_YOUR INSTRUCTIONS_: Scan the records for the word "below". Copy each line that includes it.

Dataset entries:

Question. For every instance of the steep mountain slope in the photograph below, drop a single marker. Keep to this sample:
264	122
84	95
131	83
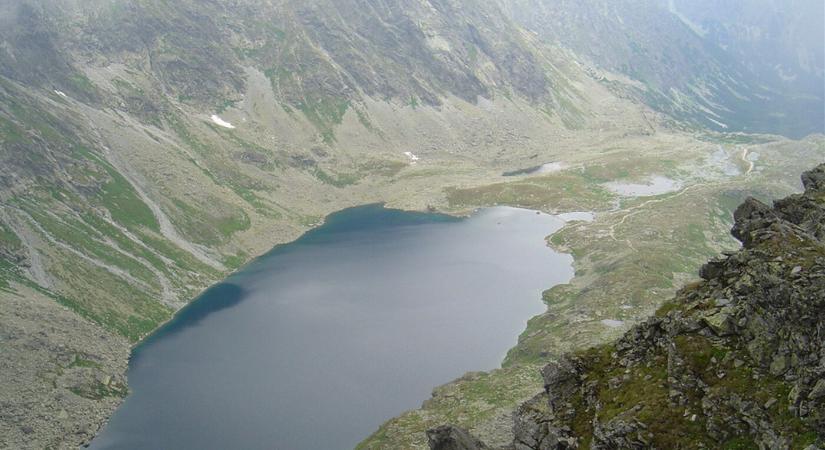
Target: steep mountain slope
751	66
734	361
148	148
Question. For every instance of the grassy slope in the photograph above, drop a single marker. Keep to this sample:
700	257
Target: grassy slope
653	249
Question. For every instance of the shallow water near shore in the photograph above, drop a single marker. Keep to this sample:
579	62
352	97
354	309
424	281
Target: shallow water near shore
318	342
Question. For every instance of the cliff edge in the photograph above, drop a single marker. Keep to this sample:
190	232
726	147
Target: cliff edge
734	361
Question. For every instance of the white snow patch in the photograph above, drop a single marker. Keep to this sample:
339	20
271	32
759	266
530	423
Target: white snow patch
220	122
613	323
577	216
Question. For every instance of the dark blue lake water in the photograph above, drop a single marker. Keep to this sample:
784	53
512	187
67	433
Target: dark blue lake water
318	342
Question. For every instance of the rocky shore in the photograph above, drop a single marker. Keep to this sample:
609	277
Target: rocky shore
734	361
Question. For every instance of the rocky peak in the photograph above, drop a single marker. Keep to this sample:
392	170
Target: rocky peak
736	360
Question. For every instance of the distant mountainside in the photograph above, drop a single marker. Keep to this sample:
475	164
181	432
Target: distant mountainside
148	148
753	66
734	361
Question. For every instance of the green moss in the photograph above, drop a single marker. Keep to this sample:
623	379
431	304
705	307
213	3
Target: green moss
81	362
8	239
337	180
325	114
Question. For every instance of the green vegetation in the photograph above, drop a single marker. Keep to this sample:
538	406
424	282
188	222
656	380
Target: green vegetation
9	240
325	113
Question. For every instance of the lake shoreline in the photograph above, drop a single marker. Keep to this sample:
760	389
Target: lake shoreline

--

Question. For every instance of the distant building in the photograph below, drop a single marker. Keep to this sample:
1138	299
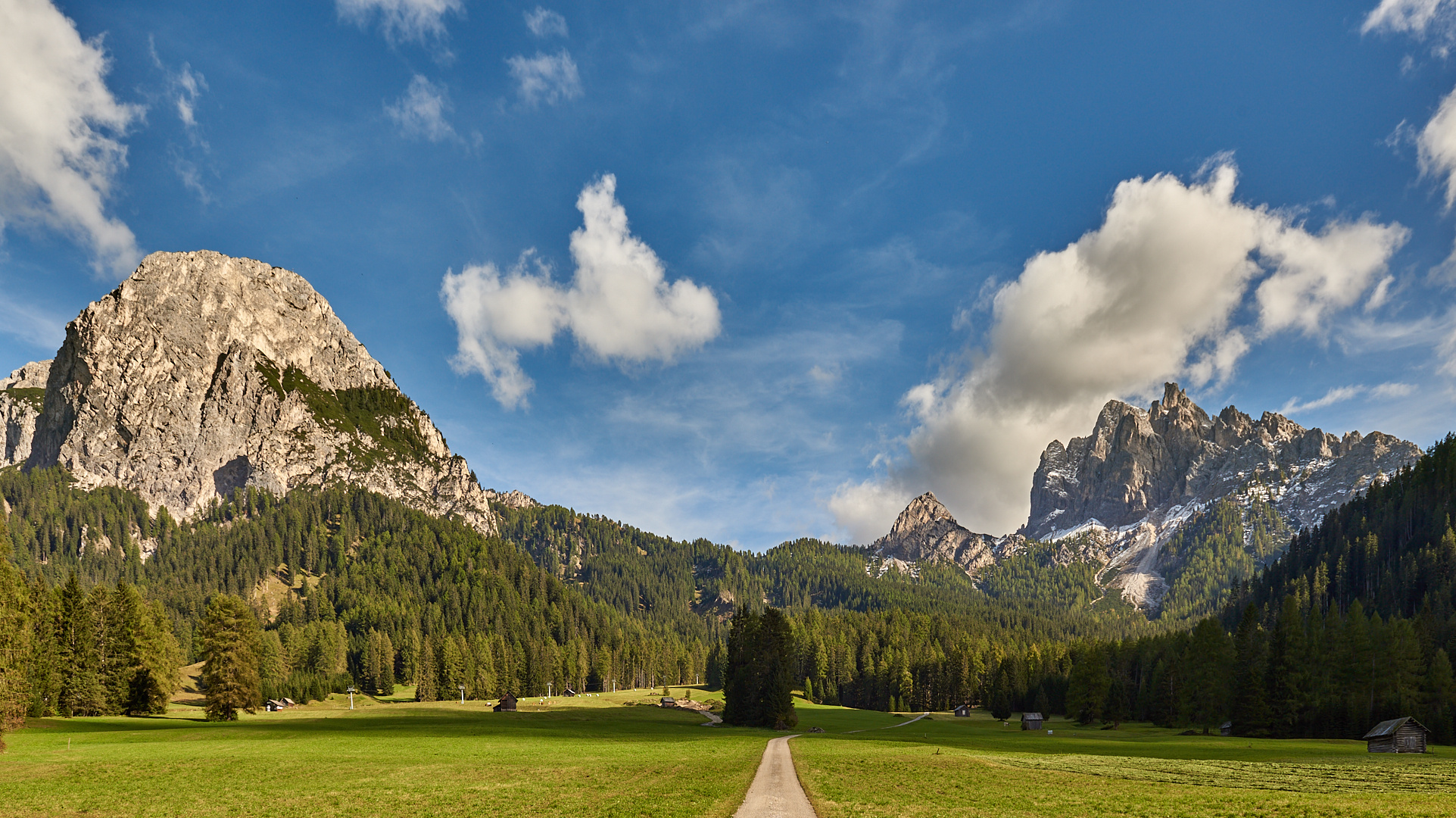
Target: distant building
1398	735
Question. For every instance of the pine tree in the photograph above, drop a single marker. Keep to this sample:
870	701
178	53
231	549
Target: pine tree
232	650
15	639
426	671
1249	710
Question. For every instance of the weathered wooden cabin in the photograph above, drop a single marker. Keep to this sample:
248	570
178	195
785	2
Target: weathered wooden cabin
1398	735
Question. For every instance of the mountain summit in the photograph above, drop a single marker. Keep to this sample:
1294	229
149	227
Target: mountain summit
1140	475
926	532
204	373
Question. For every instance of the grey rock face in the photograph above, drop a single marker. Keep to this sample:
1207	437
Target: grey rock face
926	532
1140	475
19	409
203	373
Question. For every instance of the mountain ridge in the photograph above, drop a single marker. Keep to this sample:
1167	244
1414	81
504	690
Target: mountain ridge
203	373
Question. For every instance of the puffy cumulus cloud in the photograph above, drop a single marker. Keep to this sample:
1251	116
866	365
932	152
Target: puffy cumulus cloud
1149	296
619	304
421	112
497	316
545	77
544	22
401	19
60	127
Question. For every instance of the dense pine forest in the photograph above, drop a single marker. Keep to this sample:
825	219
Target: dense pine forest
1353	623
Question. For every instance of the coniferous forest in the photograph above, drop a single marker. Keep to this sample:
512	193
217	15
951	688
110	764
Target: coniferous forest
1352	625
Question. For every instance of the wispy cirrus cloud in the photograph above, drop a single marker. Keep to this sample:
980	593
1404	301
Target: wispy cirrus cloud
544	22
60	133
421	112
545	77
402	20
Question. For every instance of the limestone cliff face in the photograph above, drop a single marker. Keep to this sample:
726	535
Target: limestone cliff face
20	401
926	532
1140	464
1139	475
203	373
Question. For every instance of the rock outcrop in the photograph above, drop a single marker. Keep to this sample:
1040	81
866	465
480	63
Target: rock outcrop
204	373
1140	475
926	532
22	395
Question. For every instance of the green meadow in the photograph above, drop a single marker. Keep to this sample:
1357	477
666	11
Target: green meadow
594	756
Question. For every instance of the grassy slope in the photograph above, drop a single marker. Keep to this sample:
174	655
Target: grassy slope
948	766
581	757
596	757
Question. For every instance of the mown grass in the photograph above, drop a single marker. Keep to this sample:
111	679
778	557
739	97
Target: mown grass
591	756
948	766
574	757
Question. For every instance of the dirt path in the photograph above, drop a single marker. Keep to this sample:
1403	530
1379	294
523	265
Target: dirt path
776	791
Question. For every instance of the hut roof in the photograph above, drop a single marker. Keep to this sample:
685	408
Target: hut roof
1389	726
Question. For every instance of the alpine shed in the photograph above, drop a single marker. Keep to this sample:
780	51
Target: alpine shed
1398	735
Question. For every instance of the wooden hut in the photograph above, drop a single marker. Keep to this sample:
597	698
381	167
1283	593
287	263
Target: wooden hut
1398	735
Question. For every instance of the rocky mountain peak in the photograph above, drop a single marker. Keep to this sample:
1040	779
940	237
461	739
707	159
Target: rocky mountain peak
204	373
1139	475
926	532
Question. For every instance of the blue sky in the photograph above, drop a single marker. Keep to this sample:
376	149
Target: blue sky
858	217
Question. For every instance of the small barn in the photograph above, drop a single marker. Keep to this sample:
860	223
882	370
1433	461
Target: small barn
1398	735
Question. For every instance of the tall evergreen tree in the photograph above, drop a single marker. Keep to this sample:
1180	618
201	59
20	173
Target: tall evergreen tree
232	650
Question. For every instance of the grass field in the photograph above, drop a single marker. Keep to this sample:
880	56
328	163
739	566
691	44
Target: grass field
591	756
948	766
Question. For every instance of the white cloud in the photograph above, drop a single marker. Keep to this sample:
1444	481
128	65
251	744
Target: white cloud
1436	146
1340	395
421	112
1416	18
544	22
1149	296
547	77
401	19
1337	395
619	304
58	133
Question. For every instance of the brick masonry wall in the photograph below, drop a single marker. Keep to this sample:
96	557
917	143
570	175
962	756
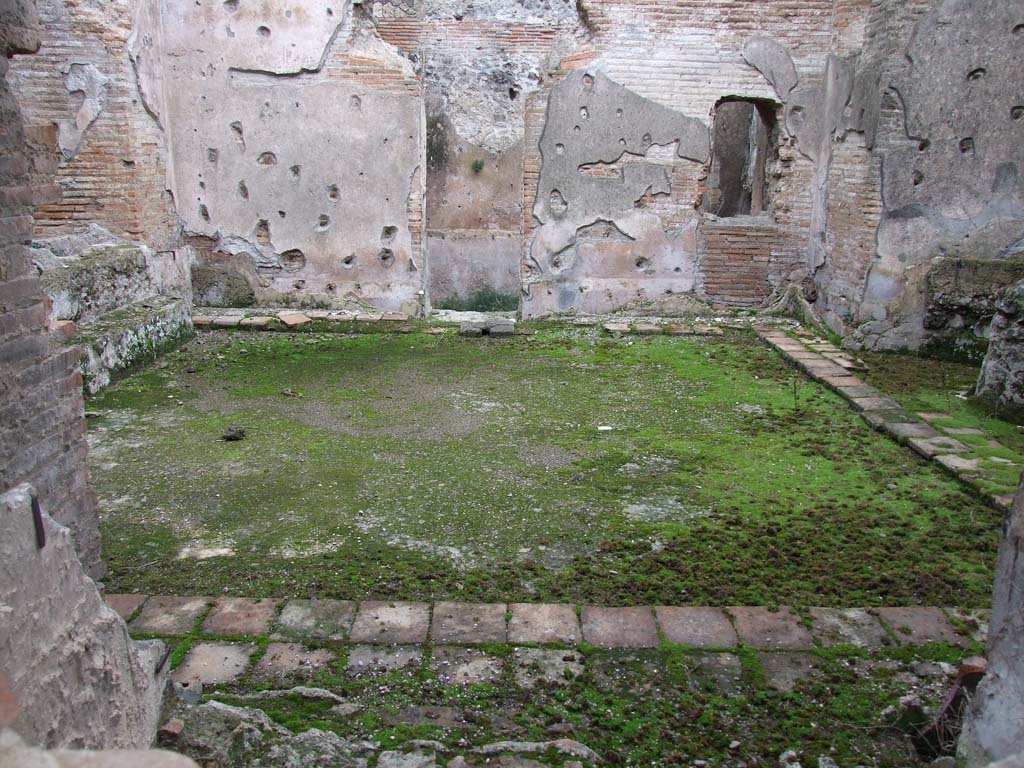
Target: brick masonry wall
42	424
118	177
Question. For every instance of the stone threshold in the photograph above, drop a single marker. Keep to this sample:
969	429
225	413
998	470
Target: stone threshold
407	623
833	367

_REPLY_:
Question. For every instance of the steep mountain slope in the photograph below, drop a single marker. Keep to this sample:
Question. For every instance of the distant building in the photograph below, drop a single marker. Keep to this sample:
Question. For every instance of the brick masonry wall in the photograph below, drop a single marker. Keep to this sample:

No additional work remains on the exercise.